Records to process:
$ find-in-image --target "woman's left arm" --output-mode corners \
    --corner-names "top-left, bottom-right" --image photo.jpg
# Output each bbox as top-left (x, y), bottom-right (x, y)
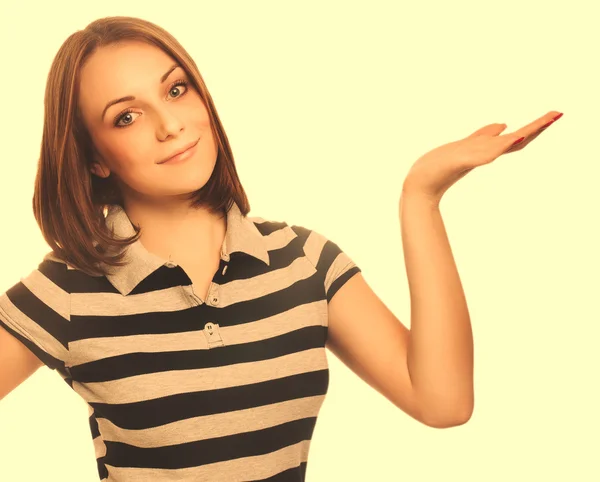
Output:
top-left (327, 111), bottom-right (562, 428)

Problem to solve: Reproduce the rows above with "left arm of the woman" substituted for "woman's left arm" and nothing else altered. Omit the pictures.

Result of the task:
$ find-in-image --target "left arm of the woman" --output-mode corners \
    --corner-names "top-left, bottom-right" --image photo.jpg
# Output each bbox as top-left (x, y), bottom-right (x, y)
Output:
top-left (327, 111), bottom-right (562, 428)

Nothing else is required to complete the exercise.